__Data for this exercise__
○ ○ ○ ○ ○ ○ ○

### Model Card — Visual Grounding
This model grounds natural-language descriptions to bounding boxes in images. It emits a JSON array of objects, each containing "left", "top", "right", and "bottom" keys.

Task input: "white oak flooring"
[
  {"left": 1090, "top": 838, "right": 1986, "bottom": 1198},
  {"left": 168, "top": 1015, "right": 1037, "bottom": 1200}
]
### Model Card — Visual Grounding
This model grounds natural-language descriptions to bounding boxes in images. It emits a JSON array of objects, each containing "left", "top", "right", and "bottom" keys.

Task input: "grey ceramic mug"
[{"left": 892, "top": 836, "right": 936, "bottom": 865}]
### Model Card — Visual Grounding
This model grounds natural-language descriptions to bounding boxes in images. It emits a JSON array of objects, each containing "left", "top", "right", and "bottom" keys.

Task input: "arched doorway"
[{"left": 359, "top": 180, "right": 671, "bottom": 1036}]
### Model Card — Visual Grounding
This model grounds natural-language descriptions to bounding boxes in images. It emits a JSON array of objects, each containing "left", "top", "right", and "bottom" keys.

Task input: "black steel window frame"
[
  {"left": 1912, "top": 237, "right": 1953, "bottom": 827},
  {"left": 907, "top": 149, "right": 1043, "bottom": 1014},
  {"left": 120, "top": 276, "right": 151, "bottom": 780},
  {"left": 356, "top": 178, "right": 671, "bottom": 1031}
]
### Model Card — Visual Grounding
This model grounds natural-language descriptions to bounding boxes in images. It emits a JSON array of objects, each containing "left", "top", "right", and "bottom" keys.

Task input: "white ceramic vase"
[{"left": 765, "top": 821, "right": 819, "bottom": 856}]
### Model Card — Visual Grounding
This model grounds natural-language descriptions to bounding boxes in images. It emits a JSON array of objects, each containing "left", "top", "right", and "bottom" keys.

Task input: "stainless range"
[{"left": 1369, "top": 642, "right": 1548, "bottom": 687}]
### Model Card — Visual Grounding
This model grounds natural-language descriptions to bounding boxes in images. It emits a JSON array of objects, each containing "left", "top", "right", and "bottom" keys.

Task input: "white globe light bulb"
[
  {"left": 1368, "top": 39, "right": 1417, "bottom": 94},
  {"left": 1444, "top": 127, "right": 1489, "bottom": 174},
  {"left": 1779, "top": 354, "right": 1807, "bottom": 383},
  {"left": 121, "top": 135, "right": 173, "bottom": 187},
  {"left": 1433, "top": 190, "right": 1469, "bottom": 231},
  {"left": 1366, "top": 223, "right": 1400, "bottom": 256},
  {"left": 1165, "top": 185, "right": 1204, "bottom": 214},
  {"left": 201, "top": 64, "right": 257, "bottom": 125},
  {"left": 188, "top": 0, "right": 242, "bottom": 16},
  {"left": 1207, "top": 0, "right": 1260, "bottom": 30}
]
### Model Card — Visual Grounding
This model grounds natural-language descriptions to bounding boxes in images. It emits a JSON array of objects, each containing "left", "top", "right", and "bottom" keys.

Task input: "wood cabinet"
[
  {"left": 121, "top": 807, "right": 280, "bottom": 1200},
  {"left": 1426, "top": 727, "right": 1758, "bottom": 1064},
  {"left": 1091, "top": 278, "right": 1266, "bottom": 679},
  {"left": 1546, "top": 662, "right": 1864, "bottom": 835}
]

○ ○ ○ ○ ○ ○ ○

__Exercise directions__
The data above should be output exactly, with each line intact.

__Result__
### Model Card — Visual Grounding
This model grounds natural-language descriptions to bounding boxes in images. It emits a JSON array of objects, each containing "left", "top", "right", and "bottom" keys.

Task input: "white oak flooring"
[
  {"left": 1090, "top": 838, "right": 1986, "bottom": 1198},
  {"left": 168, "top": 1015, "right": 1037, "bottom": 1200}
]
### Model Card — Visual Grounding
This model grounds natural-language descriptions to bounding boxes in images. It emits a JSON array of objects, each containing "left", "top", "right", and "bottom" keys.

Task input: "grey ceramic mug"
[{"left": 892, "top": 836, "right": 936, "bottom": 865}]
### Model Card — Visual Grounding
This model grounds natural-language descriptions to bounding boxes in images. It emits a JSON array of objects, each containing "left", "top", "right", and "bottom" keys.

Task input: "arched doorway"
[{"left": 359, "top": 180, "right": 671, "bottom": 1036}]
### Model Card — Visual Grounding
This model grounds natural-language descriptions to bounding boxes in images. It emits a JSON array of objects, each containing "left", "top", "right", and "bottom" keys.

Task input: "black steel window frame"
[
  {"left": 1912, "top": 237, "right": 1953, "bottom": 827},
  {"left": 907, "top": 149, "right": 1043, "bottom": 1014},
  {"left": 120, "top": 276, "right": 151, "bottom": 780},
  {"left": 356, "top": 178, "right": 671, "bottom": 1031}
]
### Model Card — Visual Grounding
This model grounds natural-language descriptions to bounding boxes in images. It emits a JSON array of objects, each containing "left", "top", "right", and "bottom" keys.

Task input: "white ceramic vase"
[{"left": 765, "top": 821, "right": 819, "bottom": 856}]
### Model Card — Visual Grounding
This model grounds natural-language descriptions to bounding boxes in images. It emits a JSON array of objects, each containing "left", "top", "right", and "bottom" keys.

Task input: "stainless range"
[{"left": 1369, "top": 642, "right": 1548, "bottom": 687}]
### Model Card — Visual Grounding
This model grounds natural-language descriptions to bounding boxes in images. It emits a JSON array of objects, each containing "left", "top", "right", and "bottom" keys.

Task input: "white globe light bulb"
[
  {"left": 1368, "top": 39, "right": 1417, "bottom": 94},
  {"left": 1444, "top": 127, "right": 1489, "bottom": 174},
  {"left": 1779, "top": 354, "right": 1807, "bottom": 383},
  {"left": 121, "top": 135, "right": 173, "bottom": 187},
  {"left": 1433, "top": 190, "right": 1469, "bottom": 231},
  {"left": 1366, "top": 223, "right": 1400, "bottom": 256},
  {"left": 1165, "top": 185, "right": 1204, "bottom": 214},
  {"left": 201, "top": 64, "right": 257, "bottom": 125},
  {"left": 188, "top": 0, "right": 242, "bottom": 16},
  {"left": 1207, "top": 0, "right": 1260, "bottom": 30}
]
### Model Card — Visual Grounding
This model grounds natural-language descriptions to bounding boxes in images. It emits a JSON array of objects, each containing "left", "top", "right", and "bottom" keys.

Task input: "wood cabinet"
[
  {"left": 121, "top": 807, "right": 280, "bottom": 1200},
  {"left": 1426, "top": 727, "right": 1758, "bottom": 1064},
  {"left": 1091, "top": 278, "right": 1266, "bottom": 679},
  {"left": 1546, "top": 662, "right": 1864, "bottom": 835}
]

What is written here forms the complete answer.